══ PASSAGE PROVIDED ══
I was really struck by a couple of blog posts recently--one by a woman I read regularly but have never met and another by someone I see occasionally in person. They've both written about the A-word. Aging.
I will turn 59 while stuffing myself with turkey and pie which seems like adding insult to insult, but who knows, maybe I can channel the whole deal into some kind of feast of abandon.
I feel like I've had good role models in the arena of getting older. My grandmother was round and silver-haired with gleaming dark eyes, but she grew up on a farm, and for years lived without plumbing or electricity in a log cabin that my grandfather restored. Plucking one's eyebrows and contemplating crows feet by kerosene lantern? I doubt it. She raised seven kids, chickens, and goats, and a garden. I don't think she had time to worry about aging. I'd bet in that time and place women thought far less about such things.
My mother lived in Baltimore in the 1940s. She was a glamorous beauty then, but eventually moved back to small-town Iowa and married my dad. My dad was 26 years older than she was. No wonder she always seemed so confident. You're always the young babe if your husband is old enough to be your father. Still, we had no money for babe-e-licious things. When I made my First Communion and she made a rare appearance at the church, she wore the decade-old suit she'd been married in. She didn't die her hair, and as far as I know, has never had a professional manicure, pedicure, eyebrow arching, waxing, or anything else. She looks pretty darn good for a woman of 87 who's had cancer and has nearly died a half-dozen times. She looks right.
And here I am. Gray and a bit plump, looking my age. Which in the land of botox and boob jobs, means I look at least a decade older than other women my age. I'd be lying if I said it didn't piss me off a little. The bratty little girl inside me wants to whine, "Not fair," but I could go get dyed and highlighted, injected and tucked just like everyone else if I wanted to. I just don't want to. I feel the same way about all that primping that I feel about bacon: I've had my share. I'm a vegetarian now, and other than haircuts every couple of months, and my monthly pedicure, I'm done with it. Of course in my perfect world, all divorce settlements would include an ample stipend for stretch mark removal. And who knows, maybe I'll wake up one morning, look in the mirror completely horrified and start dialing dermatologists. Maybe. But maybe not. When your husband leaves you for a woman who's twenty years younger, you pretty much have to accept yourself for what you are: I'm 59. I'm having one hell of an amazing time, and I'm alive.
But I should probably use a little more mousse in my hair, don't you think?
═══
--- WHAT YOU HAVE TO DO ---
Summarize the passage about aging in two sentences. The data that comes next is separate material with no connection to the passage about aging.
══ RECORDS SHOWN ══
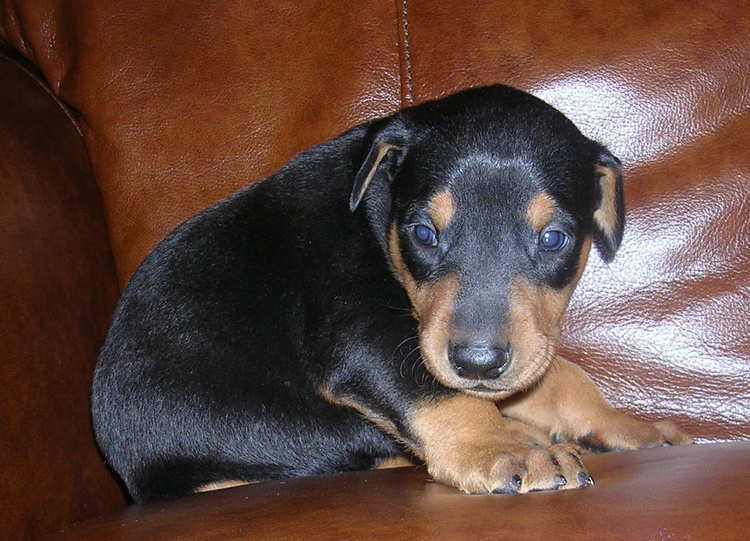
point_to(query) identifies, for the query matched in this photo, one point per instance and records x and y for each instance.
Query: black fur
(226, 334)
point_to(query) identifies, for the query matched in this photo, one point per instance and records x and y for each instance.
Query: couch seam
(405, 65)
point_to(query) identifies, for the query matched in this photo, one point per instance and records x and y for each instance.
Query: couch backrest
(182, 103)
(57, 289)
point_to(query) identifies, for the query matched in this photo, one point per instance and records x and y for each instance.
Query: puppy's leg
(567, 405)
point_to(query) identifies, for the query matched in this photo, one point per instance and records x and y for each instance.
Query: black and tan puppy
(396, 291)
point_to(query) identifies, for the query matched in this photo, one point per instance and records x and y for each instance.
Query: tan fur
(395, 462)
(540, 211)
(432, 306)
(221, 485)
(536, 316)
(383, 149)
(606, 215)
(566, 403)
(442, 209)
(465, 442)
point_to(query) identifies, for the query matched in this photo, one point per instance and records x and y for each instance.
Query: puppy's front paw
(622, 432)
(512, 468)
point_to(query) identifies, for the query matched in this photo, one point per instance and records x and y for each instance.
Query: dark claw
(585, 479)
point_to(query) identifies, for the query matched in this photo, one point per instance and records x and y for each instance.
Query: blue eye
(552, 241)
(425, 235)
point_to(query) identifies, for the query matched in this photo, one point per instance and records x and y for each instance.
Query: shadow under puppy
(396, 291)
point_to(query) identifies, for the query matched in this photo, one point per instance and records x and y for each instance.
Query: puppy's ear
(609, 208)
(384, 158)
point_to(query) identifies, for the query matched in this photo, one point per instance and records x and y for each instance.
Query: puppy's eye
═══
--- REPLY ---
About to turn 59, the writer reflects on aging by recalling a farm-raised grandmother who likely had no time to worry about it and a mother who never had beauty treatments yet looks right at 87. Now gray and a bit plump, the writer has chosen to skip hair dye and cosmetic procedures beyond haircuts and a monthly pedicure, and accepts being 59, alive, and having an amazing time.